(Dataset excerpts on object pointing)
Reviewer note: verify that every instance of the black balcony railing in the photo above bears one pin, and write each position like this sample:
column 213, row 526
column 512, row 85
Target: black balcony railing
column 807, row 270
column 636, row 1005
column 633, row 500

WHAT THE TASK ASKS:
Retype all of the rows above, keeping every word and number the same.

RESPONSE TO THE EXERCISE:
Reviewer note: verify that every instance of the black balcony railing in the photo above bears one pin, and write each position like this sample:
column 213, row 526
column 512, row 85
Target: black balcony railing
column 807, row 270
column 636, row 1005
column 633, row 500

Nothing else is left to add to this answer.